RECORD LIST:

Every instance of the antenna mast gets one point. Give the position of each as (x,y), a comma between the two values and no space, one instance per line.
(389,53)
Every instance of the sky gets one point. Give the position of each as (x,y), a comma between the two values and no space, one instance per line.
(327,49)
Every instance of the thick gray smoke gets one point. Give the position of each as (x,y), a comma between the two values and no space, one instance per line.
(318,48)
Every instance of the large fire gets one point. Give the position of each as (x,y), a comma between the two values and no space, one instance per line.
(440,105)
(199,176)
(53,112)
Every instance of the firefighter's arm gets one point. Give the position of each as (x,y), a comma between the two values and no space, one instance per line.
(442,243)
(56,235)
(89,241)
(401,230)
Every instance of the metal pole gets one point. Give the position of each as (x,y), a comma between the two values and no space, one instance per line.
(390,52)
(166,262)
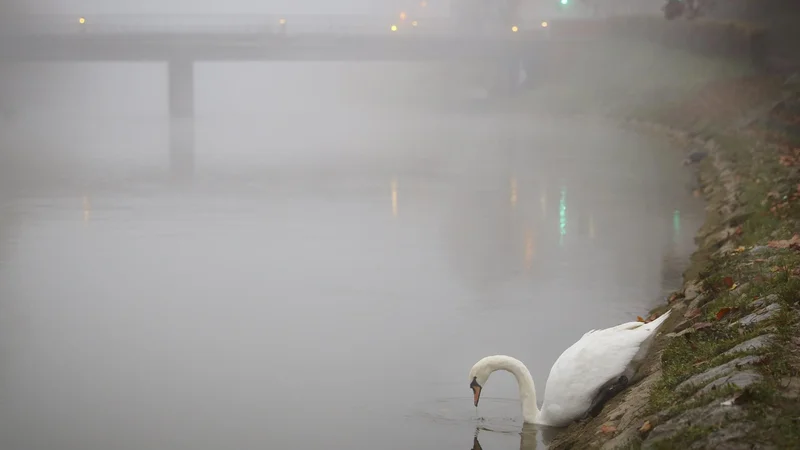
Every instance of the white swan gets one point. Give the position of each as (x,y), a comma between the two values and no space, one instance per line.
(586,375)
...
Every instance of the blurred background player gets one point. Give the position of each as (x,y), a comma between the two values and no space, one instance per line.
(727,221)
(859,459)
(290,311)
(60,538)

BRIEF: Pull out each line of the records above that contains the string "gray". Case counts.

REPLY TO THE EXERCISE:
Every instance of the thick gray smoke gets one point. Give the position of each as (x,y), a comma between the two values and no space, one instance per line.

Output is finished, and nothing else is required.